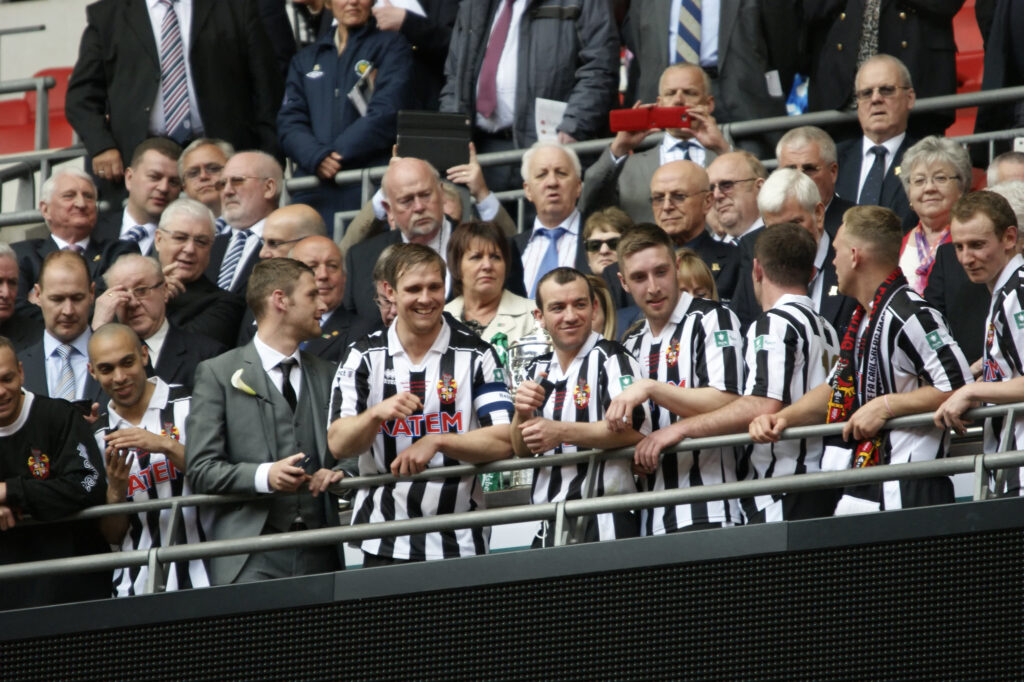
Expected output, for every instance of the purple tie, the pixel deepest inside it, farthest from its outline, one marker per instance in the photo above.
(486, 96)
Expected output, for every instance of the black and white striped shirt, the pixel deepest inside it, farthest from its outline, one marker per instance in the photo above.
(581, 393)
(154, 476)
(463, 387)
(699, 346)
(790, 350)
(1001, 359)
(916, 350)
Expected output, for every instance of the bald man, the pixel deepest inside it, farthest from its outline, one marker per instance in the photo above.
(287, 226)
(338, 327)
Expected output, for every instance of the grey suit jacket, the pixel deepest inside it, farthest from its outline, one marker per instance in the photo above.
(743, 47)
(231, 432)
(626, 184)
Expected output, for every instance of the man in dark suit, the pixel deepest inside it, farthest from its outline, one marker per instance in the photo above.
(135, 296)
(885, 97)
(118, 73)
(257, 425)
(414, 202)
(551, 180)
(681, 200)
(68, 202)
(751, 59)
(56, 366)
(790, 196)
(183, 243)
(20, 330)
(921, 33)
(153, 182)
(338, 327)
(250, 190)
(622, 177)
(811, 151)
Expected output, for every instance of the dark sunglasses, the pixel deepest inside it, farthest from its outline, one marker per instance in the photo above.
(593, 246)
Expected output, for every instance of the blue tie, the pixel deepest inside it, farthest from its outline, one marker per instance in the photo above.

○ ○ ○ ○ ○ ○ ○

WHAT YOU ARE ASKED TO DO:
Reproduce the entire listing above word for word, leaving out the pictures.

RESPONSE TO THE TASK:
Expected output, for every instance of the purple tie, the pixel deepest inside it, farthest from its outline, one marker per instance in the photo above.
(486, 96)
Expected output, for every instance of the black and white striped shirt, the pixel deepest inside it, farthest from its outline, one marker per instance in the photo above.
(581, 393)
(154, 476)
(463, 387)
(699, 346)
(790, 350)
(1001, 359)
(916, 350)
Expected output, for every instance of the bald man, the pixel deepest inside it, farthest from its outline, one marker per instance in the photo above.
(287, 226)
(338, 327)
Expected output, for every instance of the grey suit jacket, the pixel deepest inside it, farthest from its outline, one marker per instance in the photo above.
(743, 47)
(231, 432)
(626, 184)
Expected output, for every instance of the man in dark suit, the pixel deepest inside it, farthest from its outline, one marker per instance in the photo above.
(135, 296)
(885, 97)
(118, 73)
(257, 425)
(414, 202)
(551, 180)
(681, 200)
(68, 202)
(751, 59)
(56, 366)
(790, 196)
(183, 243)
(20, 330)
(921, 33)
(153, 182)
(338, 327)
(250, 190)
(622, 177)
(811, 151)
Expected output, for every instance of the dark sunglasses, the pixel deepest inside it, farthest from its outline, one marker per instance in the photo above.
(593, 246)
Expected output, for every instance of the blue tie, the pixel deepest inside it, farthest from its outline, one marker per instance in the photo above.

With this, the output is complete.